DER BERICHT —

Grußworte während dem Festakt zum 150 -jährigen Bestehen des Klosters Heiligenbronn und der sozialen Einrichtungen.
Gäste aus der ganzen Diözese feierten am 15. September mit den Franziskanerinnen von Heiligenbronn bei Schramberg deren 150-jähriges Klosterjubiläum.
Als heutige Aufgabe des Klosters, in dem noch 67 Schwestern leben, bezeichnete Generaloberin Schwester Judith Kaupp das Mitleben mit Bewohnern, Schülern und Mitarbeitern der Stiftung St. Franziskus als geistliche Zelle, die Weitergabe des Glaubens an jung und alt und das stellvertretende Gebet und Leiden.
Hubert Bernhard, Vorstand der Stiftung St. Franziskus Heiligenbronn, nannte die „gute und tragfähige Beziehung zur Schwesterngemeinschaft“ als Grundlage des Erfolgs der Stiftung. Im stärker werdenden Verteilungskampf sollten nicht nur die bedacht werden, die „am lautesten schreien“, sondern auch die Menschen, die am stärksten auf Begleitung und Assistenz angewiesen seien.
Die 150 Jahre Kloster bedeuteten auch 150 Jahre soziale Arbeit, erinnerte Staatssekretär Dieter Hillebrand vom Sozialministerium in Stuttgart. Die Herausforderung der Zukunft liege hier im Ausbau des ambulanten Hilfesystems und einer ortsnahen stationären Versorgung.
In Heiligenbronn, sagte Bischof Dr. Gebhard Fürst, habe „lebendige Hoffnung wirklich Hand und Fuß bekommen“. Die Kirche brauche die Kraft und das Glaubenszeugnis der Ordensgemeinschaften. In der Nachfolge des Evangeliums seien die Franziskanerinnen von Heiligenbronn „menschenempfindlich und weltfreundlich“ geblieben.
Die Festansprache hielt der Schweizer Kapuzinerpater Dr. Anton Rotzetter und ging auf das Heiligenbronner Gnadenbild der Pieta ein. „Wir sind Maria“, folgerte Rotzetter aus dem Auftrag der Fleischwerdung: „Wir sind nicht nur Kinder Gottes, Gott ist auch unser Kind.“
In seiner Predigt zum Festgottesdienst in der Wallfahrtskirche St. Gallus ging auch Bischof Fürst auf die Heiligenbronner Schmerzensmutter ein. Von diesem Bild und diesem Ort gehe große Kraft und Trost aus: „Der eigene Schmerz ist angenommen und aufgehoben in dieser Frau.“ Zum Abschluss des Gottesdienstes erklang dann das Heiligenbronner Wallfahrtslied.
Ewald Graf
Pressebericht zur Festansprache von P. Rotzetter
Der Schweizer Kapuzinerpater Anton Rotzetter überraschte die Festgäste im Elisabetha-Glöckler-Saal bei der Feier des 150-jährigen Klosterjubiläums von Heiligenbronn zunächst mit der Bitte, aufzustehen.

AUFGABE — Prüfe, ob die folgenden Aussagen mit dem Bericht über das Klosterjubiläum übereinstimmen, und belege jede Antwort mit einem wörtlichen Zitat: (a) Im Kloster leben noch 67 Schwestern. (b) Die Jubiläumsfeier fand am 15. Oktober statt. (c) Die Festansprache hielt Bischof Gebhard Fürst. Für die Lösung zählt nur, was im Bericht steht.

Daten zur Objektverortung in natürlicher Sprache
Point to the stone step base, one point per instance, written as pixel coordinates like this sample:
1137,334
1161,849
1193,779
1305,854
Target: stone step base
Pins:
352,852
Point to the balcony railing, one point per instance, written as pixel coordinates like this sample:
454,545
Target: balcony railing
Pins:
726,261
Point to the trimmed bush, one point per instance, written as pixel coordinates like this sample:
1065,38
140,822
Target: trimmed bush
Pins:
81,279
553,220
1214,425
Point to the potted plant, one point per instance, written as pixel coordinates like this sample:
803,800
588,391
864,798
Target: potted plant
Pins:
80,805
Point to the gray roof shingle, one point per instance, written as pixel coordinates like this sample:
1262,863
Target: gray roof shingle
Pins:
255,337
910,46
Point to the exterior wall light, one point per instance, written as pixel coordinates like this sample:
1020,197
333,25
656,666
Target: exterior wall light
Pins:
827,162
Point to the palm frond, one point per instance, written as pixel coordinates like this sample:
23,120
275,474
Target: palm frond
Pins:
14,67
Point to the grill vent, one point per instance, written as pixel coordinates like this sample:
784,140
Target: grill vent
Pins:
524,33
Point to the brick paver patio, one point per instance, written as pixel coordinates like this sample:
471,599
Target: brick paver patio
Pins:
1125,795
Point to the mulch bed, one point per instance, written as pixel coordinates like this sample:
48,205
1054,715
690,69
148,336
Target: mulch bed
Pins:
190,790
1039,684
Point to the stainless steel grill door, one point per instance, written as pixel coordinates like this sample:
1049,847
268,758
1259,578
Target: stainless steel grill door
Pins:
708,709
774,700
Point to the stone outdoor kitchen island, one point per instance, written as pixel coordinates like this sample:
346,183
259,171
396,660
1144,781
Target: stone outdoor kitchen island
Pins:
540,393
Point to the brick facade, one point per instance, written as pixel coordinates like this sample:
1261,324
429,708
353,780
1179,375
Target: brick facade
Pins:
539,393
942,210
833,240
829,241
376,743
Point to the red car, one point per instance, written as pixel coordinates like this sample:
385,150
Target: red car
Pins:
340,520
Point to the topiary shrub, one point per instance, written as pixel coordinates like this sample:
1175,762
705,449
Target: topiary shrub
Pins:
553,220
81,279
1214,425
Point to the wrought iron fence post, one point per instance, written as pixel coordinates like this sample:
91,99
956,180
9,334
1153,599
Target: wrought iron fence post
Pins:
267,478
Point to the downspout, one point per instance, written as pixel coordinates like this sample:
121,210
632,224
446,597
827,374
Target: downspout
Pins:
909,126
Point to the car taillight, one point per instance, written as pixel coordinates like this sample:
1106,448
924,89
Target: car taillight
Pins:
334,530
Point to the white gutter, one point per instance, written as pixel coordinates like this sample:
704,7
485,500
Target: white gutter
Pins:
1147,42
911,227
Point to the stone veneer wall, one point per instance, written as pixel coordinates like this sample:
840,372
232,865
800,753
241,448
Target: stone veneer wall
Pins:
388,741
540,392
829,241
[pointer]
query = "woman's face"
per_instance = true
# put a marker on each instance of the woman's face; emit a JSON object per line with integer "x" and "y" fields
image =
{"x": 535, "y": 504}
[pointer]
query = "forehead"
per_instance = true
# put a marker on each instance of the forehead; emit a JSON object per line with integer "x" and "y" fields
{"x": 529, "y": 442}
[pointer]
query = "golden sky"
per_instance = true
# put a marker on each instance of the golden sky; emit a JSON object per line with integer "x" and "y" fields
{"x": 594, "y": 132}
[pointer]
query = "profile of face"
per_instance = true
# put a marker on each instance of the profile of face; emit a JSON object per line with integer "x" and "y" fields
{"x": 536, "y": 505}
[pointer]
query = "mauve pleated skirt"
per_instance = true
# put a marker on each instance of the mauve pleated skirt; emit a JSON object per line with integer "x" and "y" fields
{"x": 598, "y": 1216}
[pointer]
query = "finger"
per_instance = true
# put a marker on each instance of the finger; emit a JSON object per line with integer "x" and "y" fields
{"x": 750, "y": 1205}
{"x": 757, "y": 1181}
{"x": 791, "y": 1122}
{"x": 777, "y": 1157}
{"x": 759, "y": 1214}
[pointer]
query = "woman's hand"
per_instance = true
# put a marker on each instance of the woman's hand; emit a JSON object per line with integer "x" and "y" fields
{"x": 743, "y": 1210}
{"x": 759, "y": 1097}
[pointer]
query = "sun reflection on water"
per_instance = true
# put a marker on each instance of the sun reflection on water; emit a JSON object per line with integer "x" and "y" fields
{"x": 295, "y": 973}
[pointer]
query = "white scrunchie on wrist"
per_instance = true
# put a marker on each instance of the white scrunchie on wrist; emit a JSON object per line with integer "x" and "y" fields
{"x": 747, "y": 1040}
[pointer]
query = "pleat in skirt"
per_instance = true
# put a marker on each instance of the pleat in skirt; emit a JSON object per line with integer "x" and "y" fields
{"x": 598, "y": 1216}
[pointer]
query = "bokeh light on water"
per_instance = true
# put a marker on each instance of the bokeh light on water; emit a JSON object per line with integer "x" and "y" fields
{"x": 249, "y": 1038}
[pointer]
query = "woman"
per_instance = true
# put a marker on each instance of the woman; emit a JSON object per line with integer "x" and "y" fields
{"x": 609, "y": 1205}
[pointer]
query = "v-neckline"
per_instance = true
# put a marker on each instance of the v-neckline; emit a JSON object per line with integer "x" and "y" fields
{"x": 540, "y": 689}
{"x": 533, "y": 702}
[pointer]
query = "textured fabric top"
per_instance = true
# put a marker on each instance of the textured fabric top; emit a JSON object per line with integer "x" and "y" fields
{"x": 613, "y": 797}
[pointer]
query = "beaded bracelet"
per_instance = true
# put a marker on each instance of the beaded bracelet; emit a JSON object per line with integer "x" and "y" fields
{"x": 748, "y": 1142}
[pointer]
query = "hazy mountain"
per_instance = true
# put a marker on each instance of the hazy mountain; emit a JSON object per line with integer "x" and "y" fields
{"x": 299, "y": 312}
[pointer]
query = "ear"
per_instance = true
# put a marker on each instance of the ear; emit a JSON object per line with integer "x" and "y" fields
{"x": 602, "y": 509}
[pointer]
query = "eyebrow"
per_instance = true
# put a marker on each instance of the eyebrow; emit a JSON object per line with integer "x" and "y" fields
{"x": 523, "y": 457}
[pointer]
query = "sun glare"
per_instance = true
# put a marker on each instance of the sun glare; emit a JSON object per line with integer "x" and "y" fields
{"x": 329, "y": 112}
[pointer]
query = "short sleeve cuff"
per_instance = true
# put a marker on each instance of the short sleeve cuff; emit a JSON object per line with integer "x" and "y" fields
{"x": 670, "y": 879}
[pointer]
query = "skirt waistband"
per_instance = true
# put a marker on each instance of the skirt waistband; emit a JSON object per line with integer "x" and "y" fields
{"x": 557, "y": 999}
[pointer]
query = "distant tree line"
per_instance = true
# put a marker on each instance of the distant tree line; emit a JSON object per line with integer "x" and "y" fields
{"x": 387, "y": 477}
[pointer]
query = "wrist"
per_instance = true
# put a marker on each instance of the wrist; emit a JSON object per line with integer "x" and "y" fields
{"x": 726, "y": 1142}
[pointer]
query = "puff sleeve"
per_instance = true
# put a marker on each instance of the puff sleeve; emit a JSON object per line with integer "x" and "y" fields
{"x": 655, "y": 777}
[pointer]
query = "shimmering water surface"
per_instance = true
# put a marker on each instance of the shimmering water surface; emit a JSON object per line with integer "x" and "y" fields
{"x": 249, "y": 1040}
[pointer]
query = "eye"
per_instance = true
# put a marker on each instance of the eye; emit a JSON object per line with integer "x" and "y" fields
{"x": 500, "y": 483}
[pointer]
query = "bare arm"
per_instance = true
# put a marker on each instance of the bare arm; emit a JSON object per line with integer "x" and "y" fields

LÖSUNG —
(a) Ja: „in dem noch 67 Schwestern leben“
(b) Nein: „feierten am 15. September“
(c) Nein: „Die Festansprache hielt der Schweizer Kapuzinerpater Dr. Anton Rotzetter“